**Document excerpt**:
-- -- --

Wednesday, December 17, 2014

I've Got That Joy, Joy, Joy...

Happy 3rd week of Advent!

The theme of joy has been strong for me this Advent. I shared that I am working on being more joyful this Advent season, or as Father helped sort out for me during spiritual direction, really just being more positive overall. See, joy is something that is more deeply rooted. I know that I have shared Aquinas' definition(s) of joy before because everything on this blog is cyclical, and I've been teaching the same course using the same lesson on joy for 4 years now.

But just for good measure (and my own sanity), I'm going to share them again. The Thomistic definitions that I share with my students are: delectatio (delight) vs. gaudium (joy). Delight is something that is sensory. I delight in music. I delight in coffee and chocolate. I delight in my students cracking a joke or a smile in class.

Joy is something deeper. Joy has to do with the attainment of the good. Just like Aquinas' definition of love: "The effective willing of the good of the other." Love and Joy are connected. When we attain the good, or joy, we want to share it, which can grow into love.

-- -- --

**Extracted records**:
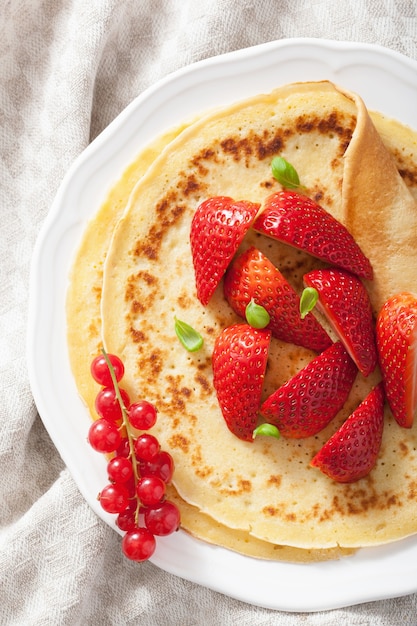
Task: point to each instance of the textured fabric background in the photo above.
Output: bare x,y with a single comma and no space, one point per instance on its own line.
67,68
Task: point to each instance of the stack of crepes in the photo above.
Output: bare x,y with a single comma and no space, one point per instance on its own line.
133,274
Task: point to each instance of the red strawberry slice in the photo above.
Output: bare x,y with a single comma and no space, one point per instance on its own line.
217,229
239,362
345,302
306,403
252,276
396,337
351,453
300,222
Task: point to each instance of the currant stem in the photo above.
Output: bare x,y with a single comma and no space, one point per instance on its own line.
127,427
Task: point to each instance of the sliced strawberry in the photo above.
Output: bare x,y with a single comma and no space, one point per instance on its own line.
345,302
298,221
351,453
306,403
396,336
239,362
252,276
217,229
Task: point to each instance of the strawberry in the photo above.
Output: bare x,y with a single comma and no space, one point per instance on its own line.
217,229
352,451
345,302
239,362
307,402
396,337
298,221
252,276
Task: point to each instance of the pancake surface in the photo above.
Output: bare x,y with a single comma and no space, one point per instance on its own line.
264,489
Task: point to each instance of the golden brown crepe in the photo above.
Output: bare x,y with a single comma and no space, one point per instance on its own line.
266,489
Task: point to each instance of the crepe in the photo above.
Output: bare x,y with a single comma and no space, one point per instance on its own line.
85,342
264,489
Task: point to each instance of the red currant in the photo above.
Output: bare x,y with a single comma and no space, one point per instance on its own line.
146,447
162,465
162,519
119,469
126,519
150,490
124,448
142,415
114,498
104,436
100,370
138,544
107,405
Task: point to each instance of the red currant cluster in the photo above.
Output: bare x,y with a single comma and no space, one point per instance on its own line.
138,469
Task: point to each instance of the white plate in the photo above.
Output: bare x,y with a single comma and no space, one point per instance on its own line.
387,82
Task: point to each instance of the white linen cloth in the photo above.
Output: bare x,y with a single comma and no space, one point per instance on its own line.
67,68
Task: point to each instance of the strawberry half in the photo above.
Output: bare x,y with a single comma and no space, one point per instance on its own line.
298,221
351,453
306,403
345,302
239,362
396,337
252,276
217,229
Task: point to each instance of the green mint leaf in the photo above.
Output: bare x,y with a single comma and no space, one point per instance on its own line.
308,301
266,429
188,336
256,315
285,173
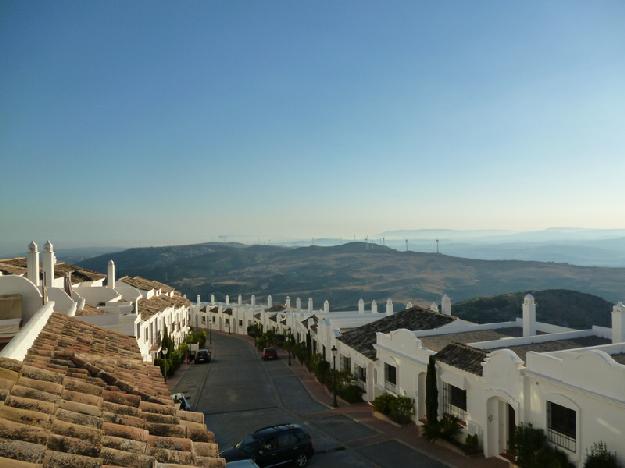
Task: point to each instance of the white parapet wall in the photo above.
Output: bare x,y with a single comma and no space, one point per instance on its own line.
24,339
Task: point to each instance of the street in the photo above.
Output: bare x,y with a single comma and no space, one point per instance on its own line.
238,393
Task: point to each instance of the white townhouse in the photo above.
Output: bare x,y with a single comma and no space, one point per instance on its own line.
570,383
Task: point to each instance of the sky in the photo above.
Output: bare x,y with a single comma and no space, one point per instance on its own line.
148,122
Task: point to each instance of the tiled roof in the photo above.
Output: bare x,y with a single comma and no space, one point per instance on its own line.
462,357
438,342
362,338
146,284
84,398
79,274
88,310
156,304
558,345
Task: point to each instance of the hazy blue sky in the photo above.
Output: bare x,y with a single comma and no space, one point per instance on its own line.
151,122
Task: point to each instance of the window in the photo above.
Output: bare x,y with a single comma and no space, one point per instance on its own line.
390,374
561,426
454,401
346,364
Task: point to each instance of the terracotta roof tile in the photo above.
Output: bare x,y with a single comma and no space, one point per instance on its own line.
83,397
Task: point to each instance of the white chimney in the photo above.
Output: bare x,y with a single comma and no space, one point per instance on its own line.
32,263
618,323
110,277
389,307
48,264
446,304
529,316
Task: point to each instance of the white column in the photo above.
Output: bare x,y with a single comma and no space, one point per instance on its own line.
48,264
618,323
110,277
389,307
529,316
32,264
446,304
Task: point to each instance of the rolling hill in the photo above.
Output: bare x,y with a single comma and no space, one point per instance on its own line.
344,273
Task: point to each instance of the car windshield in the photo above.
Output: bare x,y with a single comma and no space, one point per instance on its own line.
248,444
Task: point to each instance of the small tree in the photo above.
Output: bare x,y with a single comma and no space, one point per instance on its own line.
599,457
431,392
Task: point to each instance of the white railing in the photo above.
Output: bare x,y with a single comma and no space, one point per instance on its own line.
19,345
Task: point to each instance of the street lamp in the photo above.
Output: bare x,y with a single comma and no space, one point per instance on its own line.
334,375
290,343
164,351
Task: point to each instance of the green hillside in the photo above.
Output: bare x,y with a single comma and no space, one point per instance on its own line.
559,306
347,272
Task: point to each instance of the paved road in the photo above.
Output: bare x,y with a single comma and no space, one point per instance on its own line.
239,393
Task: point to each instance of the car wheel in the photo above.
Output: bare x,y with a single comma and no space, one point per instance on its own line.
301,460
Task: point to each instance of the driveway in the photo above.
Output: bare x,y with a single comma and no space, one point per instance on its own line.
238,393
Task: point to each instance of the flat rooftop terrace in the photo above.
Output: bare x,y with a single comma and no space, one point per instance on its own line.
438,342
558,345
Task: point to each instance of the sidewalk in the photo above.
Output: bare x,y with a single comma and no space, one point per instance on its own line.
409,434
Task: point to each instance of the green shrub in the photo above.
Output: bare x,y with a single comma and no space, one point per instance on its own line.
399,409
432,430
472,444
402,410
531,449
599,457
450,427
383,403
351,393
431,392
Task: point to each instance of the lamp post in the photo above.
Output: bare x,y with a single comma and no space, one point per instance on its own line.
290,342
334,375
164,351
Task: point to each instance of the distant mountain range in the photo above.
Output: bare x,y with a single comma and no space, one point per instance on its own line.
344,273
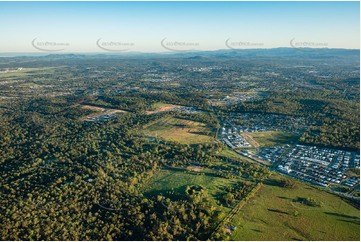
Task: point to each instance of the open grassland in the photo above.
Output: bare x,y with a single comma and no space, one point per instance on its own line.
179,130
273,215
272,138
162,107
99,111
172,183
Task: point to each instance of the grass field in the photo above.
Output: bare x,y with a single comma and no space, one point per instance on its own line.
272,215
273,138
172,183
160,107
179,130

-- -- --

**Goal of the exercise**:
Copy word for word the part of the Advent blog post that begins with "Happy 3rd week" and ends after "smile in class.".

**Answer below**:
Happy 3rd week of Advent!

The theme of joy has been strong for me this Advent. I shared that I am working on being more joyful this Advent season, or as Father helped sort out for me during spiritual direction, really just being more positive overall. See, joy is something that is more deeply rooted. I know that I have shared Aquinas' definition(s) of joy before because everything on this blog is cyclical, and I've been teaching the same course using the same lesson on joy for 4 years now.

But just for good measure (and my own sanity), I'm going to share them again. The Thomistic definitions that I share with my students are: delectatio (delight) vs. gaudium (joy). Delight is something that is sensory. I delight in music. I delight in coffee and chocolate. I delight in my students cracking a joke or a smile in class.